- **WHAT TO DO**:
Render the records starting with the line containing "I need to know where the ocean" and going on through the line containing "[280,128,470,267]", both ends included, as a two-column CSV with the columns text and answer. Give one row per record, with each value in a single quoted field and line breaks replaced by spaces.

-- begin INFORMATION PROVIDED --

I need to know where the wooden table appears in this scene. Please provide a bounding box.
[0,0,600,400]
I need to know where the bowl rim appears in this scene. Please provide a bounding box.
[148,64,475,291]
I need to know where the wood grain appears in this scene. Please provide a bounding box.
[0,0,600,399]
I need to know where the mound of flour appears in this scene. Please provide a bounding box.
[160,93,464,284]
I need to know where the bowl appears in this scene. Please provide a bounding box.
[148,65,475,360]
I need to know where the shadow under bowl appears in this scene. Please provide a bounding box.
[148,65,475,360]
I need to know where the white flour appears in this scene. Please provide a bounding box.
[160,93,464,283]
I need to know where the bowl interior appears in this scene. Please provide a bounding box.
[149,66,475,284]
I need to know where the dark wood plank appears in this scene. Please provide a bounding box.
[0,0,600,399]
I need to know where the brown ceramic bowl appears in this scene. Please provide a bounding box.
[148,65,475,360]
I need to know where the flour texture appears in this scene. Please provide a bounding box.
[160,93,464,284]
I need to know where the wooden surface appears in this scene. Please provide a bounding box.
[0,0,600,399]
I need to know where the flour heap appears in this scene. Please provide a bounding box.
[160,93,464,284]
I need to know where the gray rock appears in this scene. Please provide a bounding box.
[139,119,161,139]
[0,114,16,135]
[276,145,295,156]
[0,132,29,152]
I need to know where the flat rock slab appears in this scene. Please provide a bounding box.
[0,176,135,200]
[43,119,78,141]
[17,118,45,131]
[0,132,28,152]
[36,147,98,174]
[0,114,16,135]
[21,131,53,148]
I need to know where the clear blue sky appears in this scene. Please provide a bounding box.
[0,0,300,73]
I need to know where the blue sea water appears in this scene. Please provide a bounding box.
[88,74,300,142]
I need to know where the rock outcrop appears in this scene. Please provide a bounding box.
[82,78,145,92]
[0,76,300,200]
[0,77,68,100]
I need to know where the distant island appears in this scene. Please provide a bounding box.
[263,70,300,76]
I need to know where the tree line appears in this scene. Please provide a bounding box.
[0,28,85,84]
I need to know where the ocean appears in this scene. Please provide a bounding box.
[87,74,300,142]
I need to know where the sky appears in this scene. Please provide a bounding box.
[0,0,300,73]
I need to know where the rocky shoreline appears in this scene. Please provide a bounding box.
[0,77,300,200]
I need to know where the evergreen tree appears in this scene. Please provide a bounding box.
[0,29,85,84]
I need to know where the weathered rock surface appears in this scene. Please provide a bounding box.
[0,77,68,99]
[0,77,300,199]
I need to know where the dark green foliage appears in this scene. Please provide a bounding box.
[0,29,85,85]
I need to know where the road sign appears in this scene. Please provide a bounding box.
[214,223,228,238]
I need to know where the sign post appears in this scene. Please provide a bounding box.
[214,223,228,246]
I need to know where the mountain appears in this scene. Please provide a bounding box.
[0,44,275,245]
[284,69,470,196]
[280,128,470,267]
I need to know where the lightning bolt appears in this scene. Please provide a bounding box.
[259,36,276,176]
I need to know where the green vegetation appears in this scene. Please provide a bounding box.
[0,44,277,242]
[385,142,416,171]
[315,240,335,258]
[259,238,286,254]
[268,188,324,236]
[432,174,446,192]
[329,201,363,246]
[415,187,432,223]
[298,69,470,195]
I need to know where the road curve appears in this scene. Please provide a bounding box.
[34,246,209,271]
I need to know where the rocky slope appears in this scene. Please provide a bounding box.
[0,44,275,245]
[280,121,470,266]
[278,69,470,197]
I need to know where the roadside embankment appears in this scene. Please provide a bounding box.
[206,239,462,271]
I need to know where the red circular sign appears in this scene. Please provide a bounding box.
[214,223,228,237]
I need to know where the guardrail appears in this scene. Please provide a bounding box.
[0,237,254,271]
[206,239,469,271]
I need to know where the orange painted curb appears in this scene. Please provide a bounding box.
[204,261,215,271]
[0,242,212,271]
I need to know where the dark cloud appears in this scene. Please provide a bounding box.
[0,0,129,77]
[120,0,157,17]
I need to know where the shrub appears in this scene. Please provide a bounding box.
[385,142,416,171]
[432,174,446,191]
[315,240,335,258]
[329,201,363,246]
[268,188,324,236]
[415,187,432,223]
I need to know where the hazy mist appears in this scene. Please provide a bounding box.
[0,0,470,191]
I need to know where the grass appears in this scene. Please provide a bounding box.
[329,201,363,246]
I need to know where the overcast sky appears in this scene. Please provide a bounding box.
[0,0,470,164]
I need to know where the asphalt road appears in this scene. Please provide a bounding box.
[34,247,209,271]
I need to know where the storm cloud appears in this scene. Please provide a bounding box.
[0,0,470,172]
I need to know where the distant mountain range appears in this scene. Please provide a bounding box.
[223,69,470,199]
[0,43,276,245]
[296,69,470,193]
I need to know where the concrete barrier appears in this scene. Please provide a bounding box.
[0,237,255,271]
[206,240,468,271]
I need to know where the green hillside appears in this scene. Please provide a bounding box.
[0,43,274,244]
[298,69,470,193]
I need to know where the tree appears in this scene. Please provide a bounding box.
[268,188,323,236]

-- end INFORMATION PROVIDED --
-- begin INFORMATION PROVIDED --

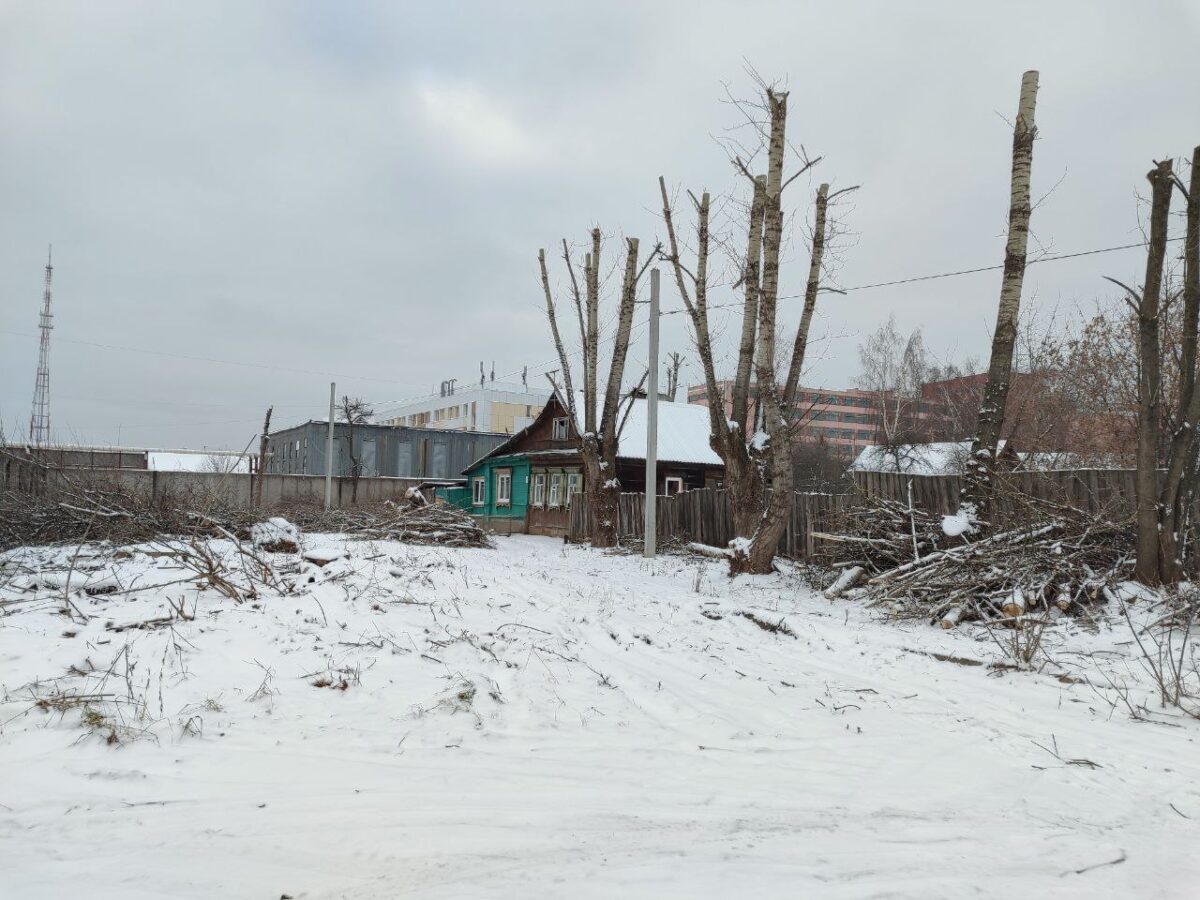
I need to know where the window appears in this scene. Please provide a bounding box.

-- end INFORMATION PROVIDED --

- **FULL OUTPUT**:
text,answer
"I need to know where the ocean appears in this scene. Please provide a bounding box.","[87,74,300,142]"
"I need to know where the sky appears in this scene. Please provide a bounding box.","[0,0,300,73]"
"I need to know where the rocky shoreline appears in this scene. Please provide a bounding box.","[0,77,300,200]"
"I need to know where the evergreen tree appears in this scene. Please provide a bounding box.","[0,29,85,84]"
"I need to know where the weathered rock surface appears in this scene. Please provide a bounding box.","[0,77,68,99] [0,77,300,199]"
"I need to know where the dark green foliage appears in this scene. Please provide a bounding box.","[0,29,85,85]"
"I need to know where the road sign appears in this scene. Please provide a bounding box.","[214,223,228,238]"
"I need to know where the sign post appears in this scene. Please provide a bounding box.","[214,223,228,246]"
"I need to know where the mountain appears in this scene. Please provide a bounding box.","[0,44,275,245] [284,69,470,196] [280,128,470,267]"